── Input for this task ──

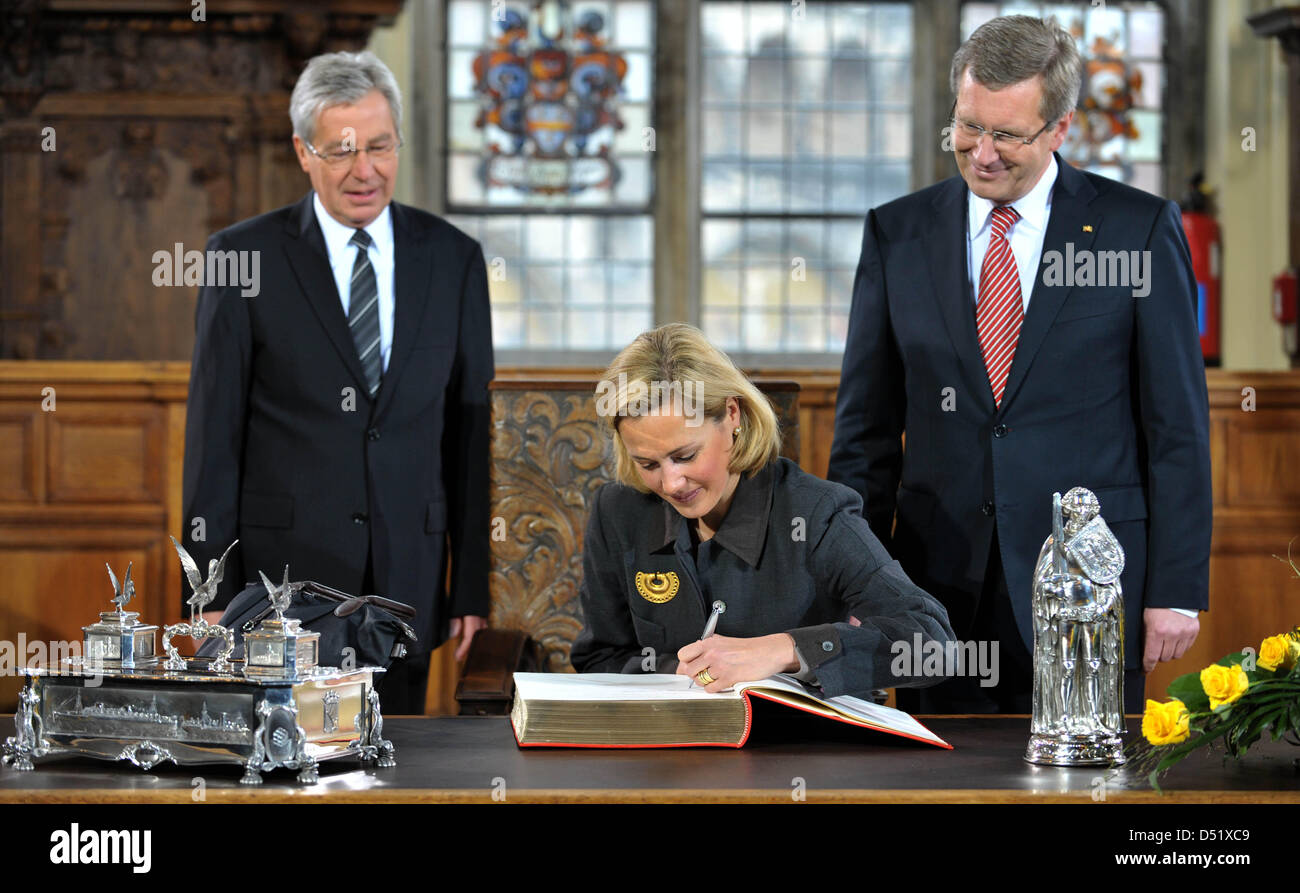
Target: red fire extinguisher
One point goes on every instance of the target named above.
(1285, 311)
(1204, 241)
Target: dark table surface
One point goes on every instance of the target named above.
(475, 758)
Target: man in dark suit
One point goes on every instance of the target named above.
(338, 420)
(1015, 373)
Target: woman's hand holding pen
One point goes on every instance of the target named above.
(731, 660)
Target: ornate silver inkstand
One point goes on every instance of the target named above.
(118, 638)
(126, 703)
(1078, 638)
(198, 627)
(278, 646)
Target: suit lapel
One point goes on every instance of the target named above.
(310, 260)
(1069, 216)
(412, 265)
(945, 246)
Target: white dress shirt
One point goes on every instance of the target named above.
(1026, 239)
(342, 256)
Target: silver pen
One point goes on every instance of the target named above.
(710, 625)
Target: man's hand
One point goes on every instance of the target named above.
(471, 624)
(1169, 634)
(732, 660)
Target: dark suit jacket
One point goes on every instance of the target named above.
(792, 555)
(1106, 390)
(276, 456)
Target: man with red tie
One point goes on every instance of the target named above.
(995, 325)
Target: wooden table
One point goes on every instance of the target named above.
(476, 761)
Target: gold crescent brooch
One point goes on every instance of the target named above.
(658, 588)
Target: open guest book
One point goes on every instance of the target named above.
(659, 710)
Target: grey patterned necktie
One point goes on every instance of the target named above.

───

#### Stated goal
Quote everything in the listing above exactly; pictures are the only thing to omit.

#### Task solution
Target: red fire extinguisher
One point goes on every instance of the target named above.
(1285, 311)
(1204, 241)
Target: dark table surface
One point goes on every instance of the target named above.
(475, 758)
Target: man in dark suit
One point goes on every instance of the target named above.
(338, 420)
(1015, 373)
Target: woman's hand holding pen
One point goes on every instance of the target named above.
(731, 660)
Target: ornate silver inkstand
One point goes on every instance of the target named above.
(118, 638)
(126, 703)
(1078, 638)
(198, 627)
(278, 646)
Target: suit lapel
One point goes on every instance of the target named above.
(310, 260)
(1069, 216)
(412, 265)
(945, 246)
Target: white dress shirt
One point goes on every instance of the target named above.
(1026, 239)
(342, 256)
Target: silver pen
One point goes on every instance of the target named above.
(710, 625)
Target: man's hand
One point goes on every instance of the target named above.
(471, 624)
(1169, 634)
(732, 660)
Target: dark suit jacket
One point goes on every instance of the target named above.
(792, 555)
(1106, 390)
(276, 456)
Target: man with red tie
One point goes on every instance of the target named above.
(995, 325)
Target: wooden table
One point goes on every instance of the target named above.
(476, 761)
Target: gold crescent brooch
One point goes on every instance of the target named above.
(658, 588)
Target: open guest book
One point goes on every instance of the target named above.
(659, 710)
Target: grey patterned necktie
One point goes on every instance of the target named above.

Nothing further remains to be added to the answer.